#### ASSIGNMENT:
Below are records with pictures in them. Output exactly the lines from the one with "Target: orange juice" through the one with "Target: bunch of dry grass", both included, and leave every picture out; give only those lines.

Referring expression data
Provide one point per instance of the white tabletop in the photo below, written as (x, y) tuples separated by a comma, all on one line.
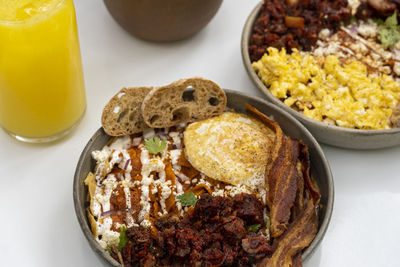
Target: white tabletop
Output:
[(38, 226)]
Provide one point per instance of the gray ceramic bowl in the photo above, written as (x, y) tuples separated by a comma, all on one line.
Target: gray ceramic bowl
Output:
[(328, 134), (161, 20), (320, 169)]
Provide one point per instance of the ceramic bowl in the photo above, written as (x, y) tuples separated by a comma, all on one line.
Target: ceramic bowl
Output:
[(320, 169), (160, 20), (328, 134)]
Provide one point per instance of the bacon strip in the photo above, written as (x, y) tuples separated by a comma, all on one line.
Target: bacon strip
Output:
[(298, 236), (291, 197), (282, 176)]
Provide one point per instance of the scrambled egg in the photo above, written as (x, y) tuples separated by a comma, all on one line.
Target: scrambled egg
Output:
[(343, 95)]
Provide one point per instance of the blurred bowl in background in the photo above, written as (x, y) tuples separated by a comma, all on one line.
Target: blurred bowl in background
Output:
[(162, 20), (323, 132)]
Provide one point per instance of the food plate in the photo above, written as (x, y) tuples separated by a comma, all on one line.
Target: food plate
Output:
[(320, 170), (325, 133)]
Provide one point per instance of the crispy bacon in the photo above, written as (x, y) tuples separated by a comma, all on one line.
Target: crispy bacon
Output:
[(291, 197), (298, 236), (282, 177)]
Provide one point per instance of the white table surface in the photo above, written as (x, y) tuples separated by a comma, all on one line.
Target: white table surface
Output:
[(38, 226)]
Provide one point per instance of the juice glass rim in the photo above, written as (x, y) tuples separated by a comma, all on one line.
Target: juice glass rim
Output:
[(53, 9)]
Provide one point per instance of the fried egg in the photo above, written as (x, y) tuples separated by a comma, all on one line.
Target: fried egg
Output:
[(232, 148)]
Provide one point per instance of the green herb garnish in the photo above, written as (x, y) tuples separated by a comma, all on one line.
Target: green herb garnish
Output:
[(123, 239), (187, 199), (389, 33), (253, 228), (155, 145)]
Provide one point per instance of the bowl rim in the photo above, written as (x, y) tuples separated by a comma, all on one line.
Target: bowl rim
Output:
[(323, 226), (246, 34)]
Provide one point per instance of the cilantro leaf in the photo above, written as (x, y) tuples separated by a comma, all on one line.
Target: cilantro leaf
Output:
[(123, 239), (392, 20), (388, 33), (388, 37), (155, 145), (187, 199), (253, 228)]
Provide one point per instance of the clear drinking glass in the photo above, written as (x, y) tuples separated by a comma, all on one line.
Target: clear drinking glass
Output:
[(42, 93)]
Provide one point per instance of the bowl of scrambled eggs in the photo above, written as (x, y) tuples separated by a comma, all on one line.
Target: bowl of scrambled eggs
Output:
[(341, 103)]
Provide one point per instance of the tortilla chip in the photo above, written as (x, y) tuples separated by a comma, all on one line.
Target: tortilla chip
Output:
[(92, 222), (90, 182)]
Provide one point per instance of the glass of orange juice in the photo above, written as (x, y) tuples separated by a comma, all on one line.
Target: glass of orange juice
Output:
[(42, 93)]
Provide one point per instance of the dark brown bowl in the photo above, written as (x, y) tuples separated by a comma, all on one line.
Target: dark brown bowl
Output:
[(323, 132), (320, 169), (162, 20)]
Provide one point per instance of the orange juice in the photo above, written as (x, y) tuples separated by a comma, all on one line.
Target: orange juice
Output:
[(42, 92)]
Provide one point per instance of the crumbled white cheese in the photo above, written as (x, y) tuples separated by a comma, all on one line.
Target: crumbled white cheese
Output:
[(367, 29), (396, 68), (145, 223), (324, 33), (174, 155)]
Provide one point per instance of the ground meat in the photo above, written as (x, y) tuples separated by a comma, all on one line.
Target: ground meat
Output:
[(395, 118), (214, 234), (294, 25)]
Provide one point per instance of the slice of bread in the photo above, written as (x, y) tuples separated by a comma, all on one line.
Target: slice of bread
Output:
[(122, 114), (183, 101)]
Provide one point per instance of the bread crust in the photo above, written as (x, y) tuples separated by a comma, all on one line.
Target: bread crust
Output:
[(122, 114), (166, 106)]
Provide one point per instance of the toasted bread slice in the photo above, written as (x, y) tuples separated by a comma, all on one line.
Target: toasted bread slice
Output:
[(122, 114), (183, 101)]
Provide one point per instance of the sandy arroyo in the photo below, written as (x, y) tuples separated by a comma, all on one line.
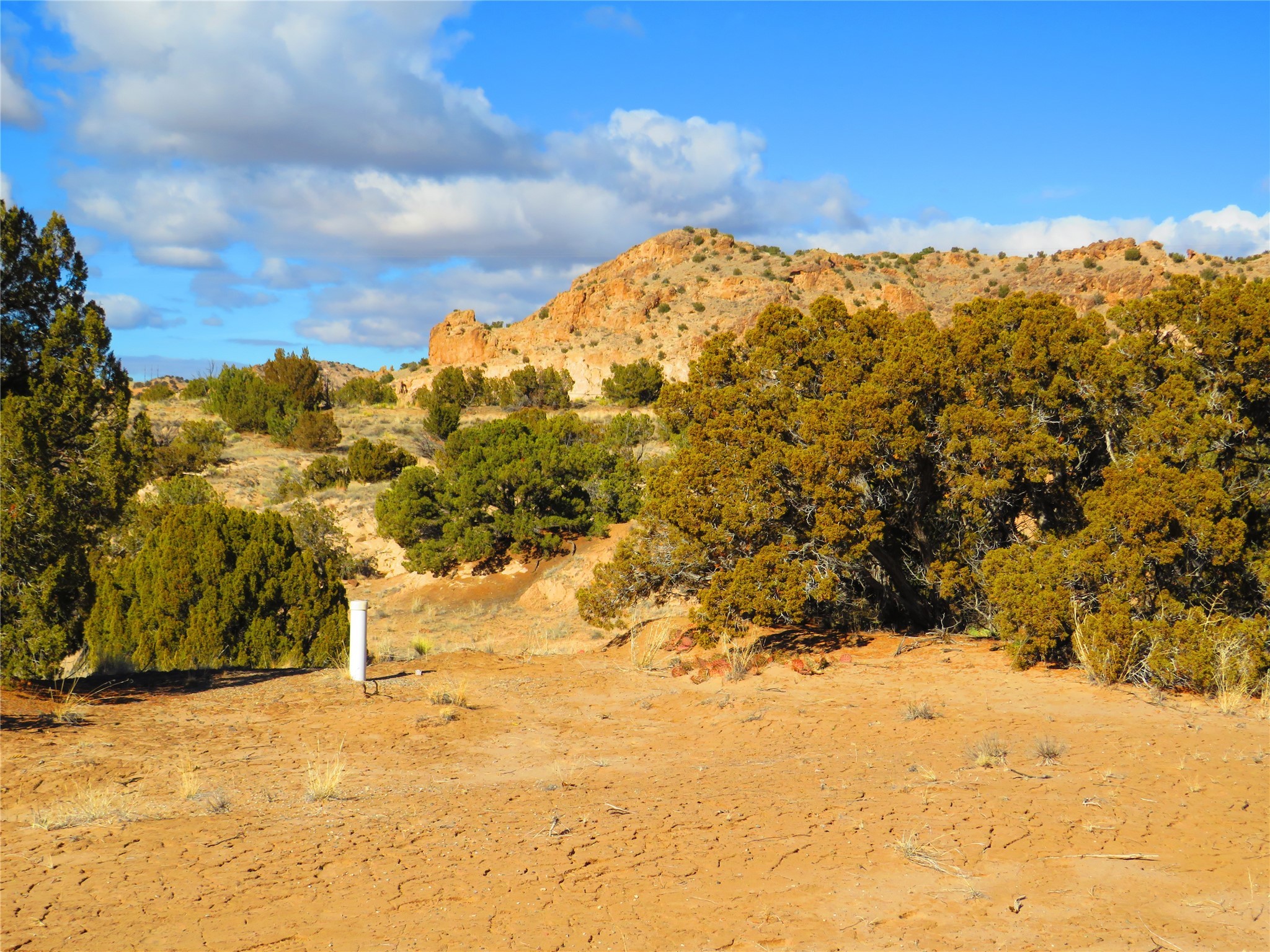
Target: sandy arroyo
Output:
[(585, 804)]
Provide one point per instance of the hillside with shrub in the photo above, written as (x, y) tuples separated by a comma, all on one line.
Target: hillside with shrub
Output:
[(666, 298), (1093, 490)]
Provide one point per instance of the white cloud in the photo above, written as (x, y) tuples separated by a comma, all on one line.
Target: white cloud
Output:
[(324, 138), (172, 219), (126, 312), (402, 312), (283, 276), (343, 86), (610, 186), (18, 107), (611, 18), (221, 289)]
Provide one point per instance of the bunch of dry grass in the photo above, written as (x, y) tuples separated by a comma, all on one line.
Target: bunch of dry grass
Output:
[(218, 801), (187, 774), (70, 707), (453, 694), (911, 847), (988, 751), (1049, 751), (648, 644), (1232, 669), (322, 780), (739, 656), (88, 805), (918, 711)]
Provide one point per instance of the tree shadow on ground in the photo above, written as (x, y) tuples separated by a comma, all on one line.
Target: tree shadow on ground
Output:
[(810, 640), (123, 690)]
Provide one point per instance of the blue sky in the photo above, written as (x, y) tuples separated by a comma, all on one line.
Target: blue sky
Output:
[(339, 177)]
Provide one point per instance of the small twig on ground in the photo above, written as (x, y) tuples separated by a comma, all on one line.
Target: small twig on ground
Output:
[(1104, 856), (1160, 940)]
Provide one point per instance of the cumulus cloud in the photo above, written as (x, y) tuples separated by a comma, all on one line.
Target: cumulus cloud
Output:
[(18, 107), (1231, 231), (343, 86), (286, 276), (611, 18), (221, 289), (401, 312), (326, 138), (172, 219), (126, 312), (605, 190)]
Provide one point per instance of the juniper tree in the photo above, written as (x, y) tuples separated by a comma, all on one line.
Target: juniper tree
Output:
[(70, 460)]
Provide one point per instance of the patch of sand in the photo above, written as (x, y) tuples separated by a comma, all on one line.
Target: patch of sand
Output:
[(582, 804)]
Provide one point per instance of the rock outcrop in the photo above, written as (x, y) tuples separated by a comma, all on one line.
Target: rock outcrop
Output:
[(665, 298)]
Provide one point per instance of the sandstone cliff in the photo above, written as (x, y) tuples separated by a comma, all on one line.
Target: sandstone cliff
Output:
[(665, 298)]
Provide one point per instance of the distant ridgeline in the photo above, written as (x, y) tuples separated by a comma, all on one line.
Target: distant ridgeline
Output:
[(171, 580), (938, 441), (1091, 488)]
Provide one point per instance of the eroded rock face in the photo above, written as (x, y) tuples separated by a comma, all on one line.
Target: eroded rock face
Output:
[(460, 339), (667, 296)]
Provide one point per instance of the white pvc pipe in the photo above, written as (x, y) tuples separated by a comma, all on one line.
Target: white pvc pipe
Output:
[(357, 640)]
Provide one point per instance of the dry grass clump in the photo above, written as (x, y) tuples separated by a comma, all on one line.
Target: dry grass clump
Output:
[(88, 805), (70, 708), (911, 847), (1049, 751), (739, 656), (648, 644), (988, 751), (187, 775), (918, 711), (216, 801), (322, 780), (451, 694)]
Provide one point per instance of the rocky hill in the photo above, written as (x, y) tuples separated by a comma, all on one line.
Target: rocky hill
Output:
[(665, 298)]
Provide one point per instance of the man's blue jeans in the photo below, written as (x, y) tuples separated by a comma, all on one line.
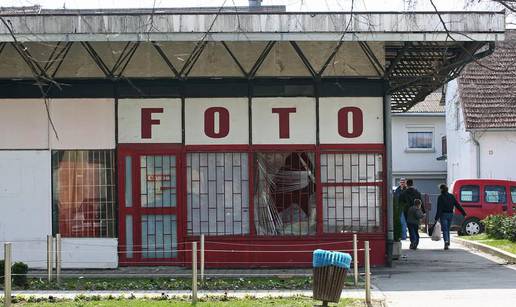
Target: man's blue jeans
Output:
[(403, 226), (414, 234), (446, 220)]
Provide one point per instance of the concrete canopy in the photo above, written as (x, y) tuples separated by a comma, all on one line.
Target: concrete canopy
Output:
[(414, 52)]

#### RESULT:
Target: orange juice
Output:
[(42, 92)]
Provide one point per instance of the crumbled white cheese in the photo above, written as (x, y) tuples separated by a comma, all on one line.
Target: crumbled white cheese
Output:
[(367, 29), (396, 68), (145, 223), (324, 33), (174, 155)]
Provide one point per instance of the ground meat in the photo above, written as (x, y) tuples separated by a comma, all on one line.
Target: ground meat
Output:
[(395, 118), (214, 234), (294, 25)]
Provide one point per instance of the slice of bread in the photo above, written as (x, y) tuples separated by a comma, all on one line.
Target: slice of bread
Output:
[(122, 114), (183, 101)]
Provide one point per instance of the bread crust in the photo above, written as (x, y) tuples separated by a comma, all on one line.
Target: bread crust
Output:
[(122, 114), (166, 106)]
Provide one point per instance of the toasted bread slice in the photo above, written as (x, y) tuples separated by a comma, all on one line.
Target: toasted bread slice
Output:
[(122, 114), (183, 101)]
Provide one point per instance of the sandy arroyo in the photo below, written as (x, y) tuples separated by a comma, all on one line.
Target: sandy arroyo
Output:
[(585, 804)]
Provide one point per instance of the hillside with shrub in the photo above, written as (x, y) tuples separated by a comma, all on one line.
Target: hillside with shrub
Output:
[(666, 298), (1093, 490)]
Provide one point per instance of the white cloud in the photo above, written as (x, y) tuples separated by a comma, all on one line.
Target: white cloud
Output:
[(324, 138), (172, 219), (126, 312), (402, 312), (283, 276), (343, 86), (610, 186), (18, 107), (611, 18), (221, 289)]
Provide one point per instance of the bunch of dry grass in the photo above, written as (x, y) tuples separated by a comma, all on one line.
Target: bunch of dry grass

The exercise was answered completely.